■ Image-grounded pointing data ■
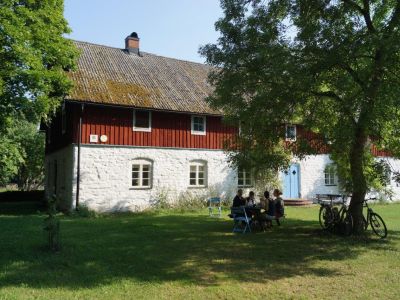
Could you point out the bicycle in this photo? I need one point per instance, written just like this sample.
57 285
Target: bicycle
377 224
333 219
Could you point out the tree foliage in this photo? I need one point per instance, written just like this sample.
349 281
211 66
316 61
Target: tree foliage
22 156
34 55
331 65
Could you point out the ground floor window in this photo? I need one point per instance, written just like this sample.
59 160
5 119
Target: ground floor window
244 178
141 173
198 174
330 175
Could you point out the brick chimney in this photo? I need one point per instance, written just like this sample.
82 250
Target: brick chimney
132 43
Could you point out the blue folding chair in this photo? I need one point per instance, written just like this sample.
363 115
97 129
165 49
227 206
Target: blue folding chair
241 222
214 203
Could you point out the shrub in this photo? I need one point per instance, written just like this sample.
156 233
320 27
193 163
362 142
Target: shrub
52 225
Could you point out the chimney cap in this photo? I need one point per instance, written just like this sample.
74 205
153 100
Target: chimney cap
134 35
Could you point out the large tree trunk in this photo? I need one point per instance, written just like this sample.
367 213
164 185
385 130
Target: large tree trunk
358 179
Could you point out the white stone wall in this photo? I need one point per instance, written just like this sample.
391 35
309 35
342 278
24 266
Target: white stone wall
312 177
106 176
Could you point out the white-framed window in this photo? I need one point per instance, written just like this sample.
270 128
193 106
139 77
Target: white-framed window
330 174
198 125
141 120
290 133
63 119
198 174
245 178
142 170
48 134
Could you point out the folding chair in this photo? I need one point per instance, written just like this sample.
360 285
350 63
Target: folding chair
241 222
214 202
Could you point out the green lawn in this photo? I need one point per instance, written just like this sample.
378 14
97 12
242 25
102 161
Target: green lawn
172 255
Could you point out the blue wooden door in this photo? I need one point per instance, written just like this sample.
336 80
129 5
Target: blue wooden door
291 182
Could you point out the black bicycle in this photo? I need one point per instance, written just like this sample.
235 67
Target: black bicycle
377 224
336 219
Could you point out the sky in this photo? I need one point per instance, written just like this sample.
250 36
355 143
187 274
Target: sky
172 28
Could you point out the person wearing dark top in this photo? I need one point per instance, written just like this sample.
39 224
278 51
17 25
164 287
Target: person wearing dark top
269 213
239 200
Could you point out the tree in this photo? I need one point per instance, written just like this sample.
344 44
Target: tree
30 175
22 156
331 65
10 160
34 56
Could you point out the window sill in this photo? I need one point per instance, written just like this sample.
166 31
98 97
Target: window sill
198 132
141 129
141 188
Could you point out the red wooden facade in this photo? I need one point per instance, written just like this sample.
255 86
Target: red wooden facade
168 129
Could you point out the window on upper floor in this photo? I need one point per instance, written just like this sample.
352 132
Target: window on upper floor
48 134
330 174
290 133
198 125
198 174
142 120
245 178
142 173
63 119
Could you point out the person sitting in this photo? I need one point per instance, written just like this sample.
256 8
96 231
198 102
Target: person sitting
250 201
269 206
239 200
279 206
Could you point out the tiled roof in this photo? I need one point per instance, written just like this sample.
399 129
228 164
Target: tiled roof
112 76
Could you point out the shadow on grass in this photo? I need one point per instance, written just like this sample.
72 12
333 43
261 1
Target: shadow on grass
189 248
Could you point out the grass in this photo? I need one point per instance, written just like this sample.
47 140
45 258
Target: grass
174 255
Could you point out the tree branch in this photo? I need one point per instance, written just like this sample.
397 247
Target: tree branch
354 75
364 11
395 19
333 95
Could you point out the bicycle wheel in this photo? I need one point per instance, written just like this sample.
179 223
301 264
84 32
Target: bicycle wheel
346 224
365 223
378 226
325 217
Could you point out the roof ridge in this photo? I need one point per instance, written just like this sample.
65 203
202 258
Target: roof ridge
144 52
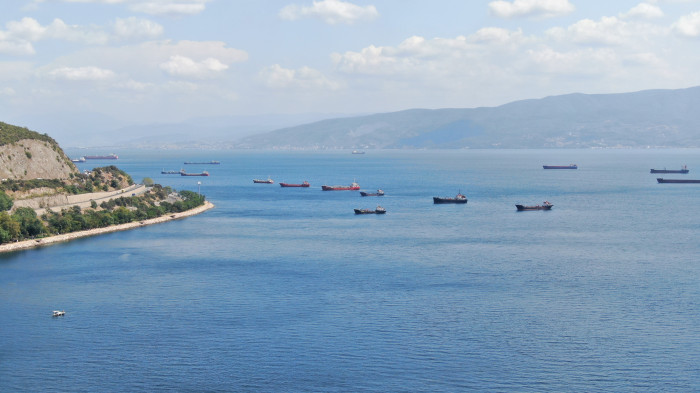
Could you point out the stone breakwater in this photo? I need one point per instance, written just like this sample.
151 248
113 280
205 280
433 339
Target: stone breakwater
26 244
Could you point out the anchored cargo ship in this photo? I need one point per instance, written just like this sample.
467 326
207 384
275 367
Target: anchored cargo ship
304 184
204 173
544 206
661 180
378 193
378 210
353 187
459 198
684 169
107 157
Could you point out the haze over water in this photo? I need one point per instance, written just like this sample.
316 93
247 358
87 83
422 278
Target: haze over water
281 289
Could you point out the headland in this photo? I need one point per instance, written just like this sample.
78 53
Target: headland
27 244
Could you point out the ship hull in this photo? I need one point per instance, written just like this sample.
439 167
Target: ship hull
369 211
339 188
676 181
440 201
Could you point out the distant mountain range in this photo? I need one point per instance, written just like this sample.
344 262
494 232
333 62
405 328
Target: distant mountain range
651 118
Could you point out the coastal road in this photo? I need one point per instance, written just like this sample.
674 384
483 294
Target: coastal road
85 200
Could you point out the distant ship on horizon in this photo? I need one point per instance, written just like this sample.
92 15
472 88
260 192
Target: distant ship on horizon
684 169
107 157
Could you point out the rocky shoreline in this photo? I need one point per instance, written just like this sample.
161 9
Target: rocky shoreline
27 244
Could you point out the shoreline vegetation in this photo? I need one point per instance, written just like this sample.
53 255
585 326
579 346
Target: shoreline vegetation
28 244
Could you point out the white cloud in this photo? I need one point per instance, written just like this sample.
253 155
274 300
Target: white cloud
530 8
172 8
16 48
7 91
81 73
152 7
186 67
417 55
608 31
634 35
330 11
133 27
688 25
133 85
305 78
644 10
19 35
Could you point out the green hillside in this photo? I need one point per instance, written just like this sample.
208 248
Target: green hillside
11 134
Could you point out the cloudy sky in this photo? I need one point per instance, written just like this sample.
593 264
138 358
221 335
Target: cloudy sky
169 60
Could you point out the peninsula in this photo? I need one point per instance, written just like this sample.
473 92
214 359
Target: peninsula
45 199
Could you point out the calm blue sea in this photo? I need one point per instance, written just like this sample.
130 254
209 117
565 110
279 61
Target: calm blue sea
286 290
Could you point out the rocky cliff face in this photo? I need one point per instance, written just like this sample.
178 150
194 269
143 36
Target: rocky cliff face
32 159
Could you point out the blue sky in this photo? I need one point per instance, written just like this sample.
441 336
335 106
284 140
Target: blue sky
169 60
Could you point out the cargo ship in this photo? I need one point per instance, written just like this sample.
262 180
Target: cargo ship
352 187
459 198
378 210
204 173
684 169
662 180
107 157
544 206
378 193
304 184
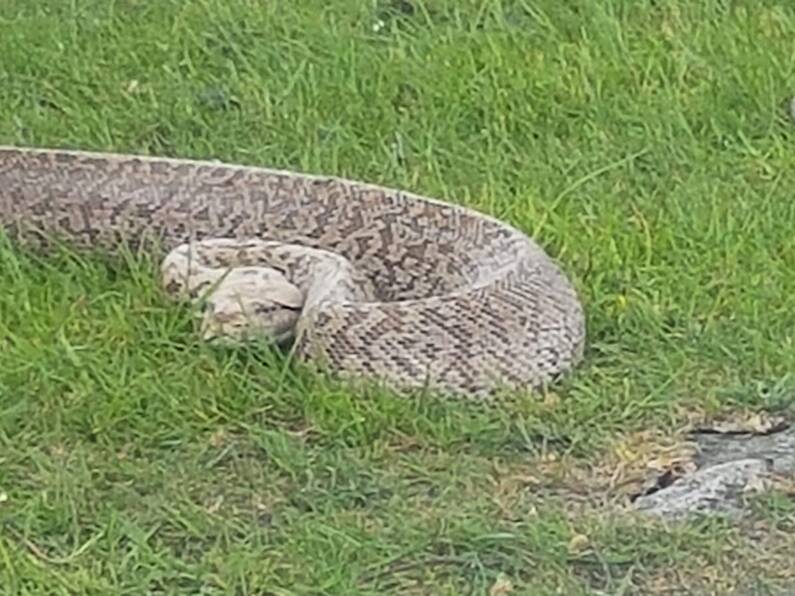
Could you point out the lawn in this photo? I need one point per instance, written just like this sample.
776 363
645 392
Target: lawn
646 145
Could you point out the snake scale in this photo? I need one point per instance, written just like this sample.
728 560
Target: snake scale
405 289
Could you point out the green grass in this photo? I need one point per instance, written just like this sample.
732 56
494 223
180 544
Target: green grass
645 144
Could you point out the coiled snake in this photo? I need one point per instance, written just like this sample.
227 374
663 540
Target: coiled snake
373 282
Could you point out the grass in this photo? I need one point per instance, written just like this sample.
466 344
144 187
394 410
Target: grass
646 145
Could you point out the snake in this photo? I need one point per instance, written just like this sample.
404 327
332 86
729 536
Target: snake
364 281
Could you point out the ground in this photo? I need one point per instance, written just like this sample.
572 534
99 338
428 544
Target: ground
646 145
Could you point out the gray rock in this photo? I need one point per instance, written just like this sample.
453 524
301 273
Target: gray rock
714 489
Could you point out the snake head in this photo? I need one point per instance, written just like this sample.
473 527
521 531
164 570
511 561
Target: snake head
252 302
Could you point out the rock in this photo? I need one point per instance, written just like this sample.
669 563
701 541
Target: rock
714 489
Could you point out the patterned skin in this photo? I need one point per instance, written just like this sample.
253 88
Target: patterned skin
422 294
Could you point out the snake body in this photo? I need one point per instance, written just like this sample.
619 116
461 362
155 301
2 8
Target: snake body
422 294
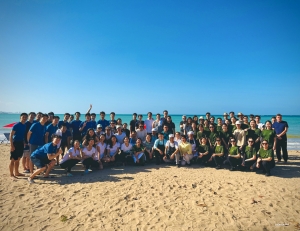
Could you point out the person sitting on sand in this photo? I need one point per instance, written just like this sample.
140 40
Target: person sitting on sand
138 152
112 149
126 150
88 154
44 158
148 144
218 154
70 159
159 148
16 139
101 149
171 151
249 154
265 159
234 155
203 151
186 152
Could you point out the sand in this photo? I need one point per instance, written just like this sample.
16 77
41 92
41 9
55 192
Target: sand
153 198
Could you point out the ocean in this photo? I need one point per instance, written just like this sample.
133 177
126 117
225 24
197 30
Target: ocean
293 121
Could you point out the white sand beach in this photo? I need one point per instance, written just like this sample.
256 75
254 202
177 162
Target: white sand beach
153 198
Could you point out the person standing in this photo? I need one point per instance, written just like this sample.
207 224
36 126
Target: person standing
16 140
281 128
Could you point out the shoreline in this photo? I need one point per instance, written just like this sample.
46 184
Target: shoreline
153 197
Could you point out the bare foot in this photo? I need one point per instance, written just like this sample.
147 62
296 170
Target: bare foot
20 174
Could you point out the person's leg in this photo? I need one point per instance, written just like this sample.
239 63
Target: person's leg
49 167
284 150
278 150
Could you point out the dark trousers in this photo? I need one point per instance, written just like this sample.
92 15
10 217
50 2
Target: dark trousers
265 166
90 162
69 164
281 144
158 157
203 159
234 161
218 160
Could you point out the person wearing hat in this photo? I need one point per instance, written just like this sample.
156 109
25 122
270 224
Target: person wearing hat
154 135
182 124
185 150
44 158
239 135
99 131
141 132
104 123
191 139
159 148
120 135
171 151
225 117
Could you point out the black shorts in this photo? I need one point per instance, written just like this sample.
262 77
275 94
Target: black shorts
18 152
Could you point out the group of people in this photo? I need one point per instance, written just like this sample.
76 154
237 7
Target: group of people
43 140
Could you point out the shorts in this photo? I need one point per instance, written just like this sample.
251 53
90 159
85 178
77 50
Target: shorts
37 162
26 154
18 152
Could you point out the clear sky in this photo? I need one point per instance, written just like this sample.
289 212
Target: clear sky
137 56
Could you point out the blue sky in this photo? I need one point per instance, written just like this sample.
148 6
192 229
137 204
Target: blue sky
138 56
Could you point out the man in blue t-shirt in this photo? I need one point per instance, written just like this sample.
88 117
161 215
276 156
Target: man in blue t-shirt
16 140
35 136
75 127
103 121
51 129
281 128
44 158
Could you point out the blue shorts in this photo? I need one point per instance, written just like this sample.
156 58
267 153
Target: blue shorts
37 162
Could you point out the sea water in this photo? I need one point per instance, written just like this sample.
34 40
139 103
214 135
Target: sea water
292 120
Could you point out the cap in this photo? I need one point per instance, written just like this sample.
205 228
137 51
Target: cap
58 132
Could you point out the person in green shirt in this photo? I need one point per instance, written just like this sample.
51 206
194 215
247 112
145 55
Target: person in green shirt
203 151
249 155
217 155
234 155
254 133
265 160
138 152
269 135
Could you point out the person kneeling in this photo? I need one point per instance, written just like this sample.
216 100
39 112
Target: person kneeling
44 158
71 158
171 151
265 161
138 152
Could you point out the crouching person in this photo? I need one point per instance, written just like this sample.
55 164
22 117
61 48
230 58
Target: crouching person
44 158
71 158
265 161
171 151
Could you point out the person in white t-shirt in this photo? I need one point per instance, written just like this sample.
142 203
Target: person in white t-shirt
141 133
112 149
71 158
126 151
148 122
88 155
101 149
171 151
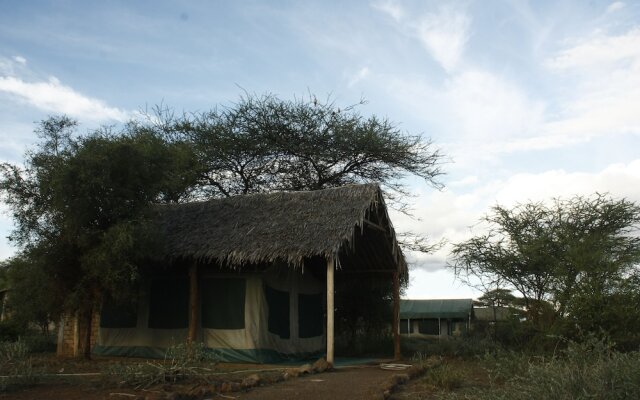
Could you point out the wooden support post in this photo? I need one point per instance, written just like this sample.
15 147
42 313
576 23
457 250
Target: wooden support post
330 310
193 303
395 325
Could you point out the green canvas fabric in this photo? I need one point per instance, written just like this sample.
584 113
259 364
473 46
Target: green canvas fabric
247 341
440 308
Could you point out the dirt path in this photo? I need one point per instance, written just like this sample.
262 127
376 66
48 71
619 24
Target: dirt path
352 383
357 383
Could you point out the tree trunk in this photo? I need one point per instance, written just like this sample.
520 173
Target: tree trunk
87 334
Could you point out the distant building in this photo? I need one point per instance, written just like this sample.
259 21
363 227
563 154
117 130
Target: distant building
441 318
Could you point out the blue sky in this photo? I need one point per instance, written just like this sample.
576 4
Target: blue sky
528 100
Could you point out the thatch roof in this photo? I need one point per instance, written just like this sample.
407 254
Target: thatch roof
350 222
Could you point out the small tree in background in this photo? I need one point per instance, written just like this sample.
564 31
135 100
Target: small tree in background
574 262
80 206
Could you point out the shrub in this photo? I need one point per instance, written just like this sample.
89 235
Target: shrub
16 365
444 377
181 362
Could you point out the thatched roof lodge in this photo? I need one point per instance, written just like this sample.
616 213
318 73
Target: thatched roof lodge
253 276
286 226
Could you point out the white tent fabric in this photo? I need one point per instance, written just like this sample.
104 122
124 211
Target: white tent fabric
254 342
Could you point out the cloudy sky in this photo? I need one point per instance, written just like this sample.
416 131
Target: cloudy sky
527 100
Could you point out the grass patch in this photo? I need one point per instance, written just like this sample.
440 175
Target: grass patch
181 362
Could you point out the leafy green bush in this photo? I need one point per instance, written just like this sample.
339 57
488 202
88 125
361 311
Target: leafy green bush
589 370
181 362
444 377
465 348
16 365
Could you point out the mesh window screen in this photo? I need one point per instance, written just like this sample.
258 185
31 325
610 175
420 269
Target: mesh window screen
223 303
404 326
278 303
310 316
118 314
169 303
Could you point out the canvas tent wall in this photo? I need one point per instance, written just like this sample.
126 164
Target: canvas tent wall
244 317
435 317
281 248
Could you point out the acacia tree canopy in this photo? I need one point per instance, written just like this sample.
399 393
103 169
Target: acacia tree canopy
584 250
263 143
80 205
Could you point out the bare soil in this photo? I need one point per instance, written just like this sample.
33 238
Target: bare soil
353 383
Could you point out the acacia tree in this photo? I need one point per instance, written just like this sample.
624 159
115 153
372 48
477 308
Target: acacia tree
79 204
263 143
559 257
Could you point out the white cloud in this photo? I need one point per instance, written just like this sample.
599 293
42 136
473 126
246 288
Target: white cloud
359 76
20 59
487 106
444 34
53 96
598 50
454 214
615 6
391 8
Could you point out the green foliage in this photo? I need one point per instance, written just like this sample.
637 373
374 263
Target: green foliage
590 370
16 365
444 377
81 205
181 362
263 143
467 348
574 263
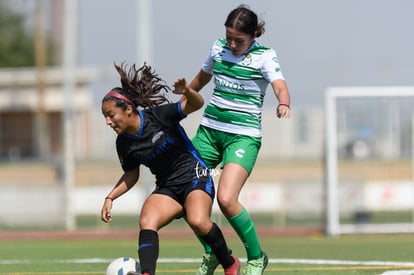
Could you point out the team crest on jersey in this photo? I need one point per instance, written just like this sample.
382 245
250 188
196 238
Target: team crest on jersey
247 60
157 136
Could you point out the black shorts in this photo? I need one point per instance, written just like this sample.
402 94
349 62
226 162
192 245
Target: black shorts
180 192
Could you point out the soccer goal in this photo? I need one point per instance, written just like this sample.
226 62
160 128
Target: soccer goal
369 170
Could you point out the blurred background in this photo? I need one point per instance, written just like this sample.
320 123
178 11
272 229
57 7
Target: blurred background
58 159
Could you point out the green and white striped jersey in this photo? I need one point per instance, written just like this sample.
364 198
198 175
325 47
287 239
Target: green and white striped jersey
240 86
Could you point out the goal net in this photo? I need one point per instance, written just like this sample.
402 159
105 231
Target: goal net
369 185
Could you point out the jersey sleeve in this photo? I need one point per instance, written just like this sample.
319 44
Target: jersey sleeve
271 68
170 114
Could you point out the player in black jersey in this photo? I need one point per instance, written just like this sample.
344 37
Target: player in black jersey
149 133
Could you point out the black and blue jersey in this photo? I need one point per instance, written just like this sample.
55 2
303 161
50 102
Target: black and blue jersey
163 146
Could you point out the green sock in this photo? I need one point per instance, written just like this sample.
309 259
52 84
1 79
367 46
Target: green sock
244 227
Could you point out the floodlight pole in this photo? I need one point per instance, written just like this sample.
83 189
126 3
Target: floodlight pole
144 54
69 57
331 184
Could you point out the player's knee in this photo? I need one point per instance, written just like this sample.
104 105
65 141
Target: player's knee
200 225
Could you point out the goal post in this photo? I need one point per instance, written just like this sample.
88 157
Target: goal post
367 127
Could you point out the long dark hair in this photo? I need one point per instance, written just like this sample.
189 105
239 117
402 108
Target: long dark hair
142 87
245 20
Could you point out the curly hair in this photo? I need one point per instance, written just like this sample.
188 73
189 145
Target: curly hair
142 87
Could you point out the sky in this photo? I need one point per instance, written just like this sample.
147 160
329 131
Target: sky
320 43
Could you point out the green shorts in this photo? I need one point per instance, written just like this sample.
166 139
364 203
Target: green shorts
217 147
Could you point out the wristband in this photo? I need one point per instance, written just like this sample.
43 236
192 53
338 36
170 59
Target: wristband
284 103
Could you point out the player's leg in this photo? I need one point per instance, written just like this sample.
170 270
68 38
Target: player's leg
239 159
198 206
158 210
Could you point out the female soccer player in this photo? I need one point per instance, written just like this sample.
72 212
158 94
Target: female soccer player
230 131
149 133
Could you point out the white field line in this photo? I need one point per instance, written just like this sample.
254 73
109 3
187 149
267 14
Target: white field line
399 272
196 260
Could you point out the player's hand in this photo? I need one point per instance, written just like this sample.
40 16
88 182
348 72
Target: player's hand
179 86
283 111
106 215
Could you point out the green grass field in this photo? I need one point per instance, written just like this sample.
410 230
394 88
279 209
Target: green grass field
359 254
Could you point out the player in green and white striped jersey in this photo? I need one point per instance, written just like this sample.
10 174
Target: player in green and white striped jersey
230 131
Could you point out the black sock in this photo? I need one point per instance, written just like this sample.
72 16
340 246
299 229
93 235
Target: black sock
216 241
148 249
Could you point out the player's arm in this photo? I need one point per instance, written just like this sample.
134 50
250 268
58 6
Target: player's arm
282 94
125 183
191 100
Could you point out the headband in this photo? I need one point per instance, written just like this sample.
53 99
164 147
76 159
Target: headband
116 94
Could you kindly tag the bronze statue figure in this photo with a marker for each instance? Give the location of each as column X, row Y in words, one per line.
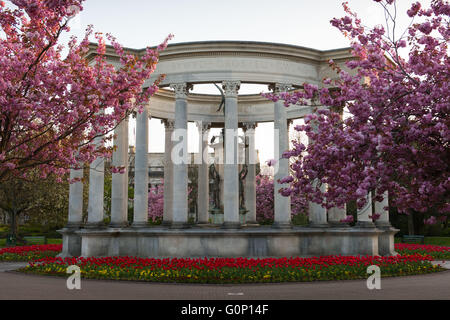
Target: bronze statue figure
column 214, row 175
column 242, row 176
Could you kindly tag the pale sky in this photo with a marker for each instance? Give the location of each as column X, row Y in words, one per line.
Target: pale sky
column 139, row 23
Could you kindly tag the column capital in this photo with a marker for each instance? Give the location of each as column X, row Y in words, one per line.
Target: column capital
column 181, row 89
column 278, row 88
column 231, row 88
column 203, row 126
column 169, row 124
column 249, row 126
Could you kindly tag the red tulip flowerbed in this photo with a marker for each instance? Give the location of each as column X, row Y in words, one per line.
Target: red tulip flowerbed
column 30, row 252
column 437, row 252
column 239, row 270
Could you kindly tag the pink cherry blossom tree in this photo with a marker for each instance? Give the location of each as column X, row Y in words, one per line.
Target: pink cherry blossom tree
column 396, row 136
column 53, row 107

■ Instructions for the task ■
Return exactly the lines from the one containing "Target: pale sky" through the last line of the records above, both included, and nothing else.

■ Solution for this exercise ■
Target: pale sky
column 139, row 23
Could you kindly tag the column capital in this photo with a marker for each instance? Give the location of each as column X, row Y in words, one per line.
Target: column capital
column 181, row 89
column 278, row 88
column 231, row 88
column 203, row 126
column 169, row 124
column 249, row 126
Could you kindly tag the red tulip flowerbed in this photo with a marker for each instance? Give the location of each as column X, row Y in words, one per line.
Target: red tulip flowerbed
column 30, row 252
column 437, row 252
column 239, row 270
Could you kindly tag the pink cherry blossom tree in this photo with a marker for each instance? Give the location of each as column X, row Y in words, one per line.
Target: pink cherry blossom tree
column 396, row 136
column 53, row 107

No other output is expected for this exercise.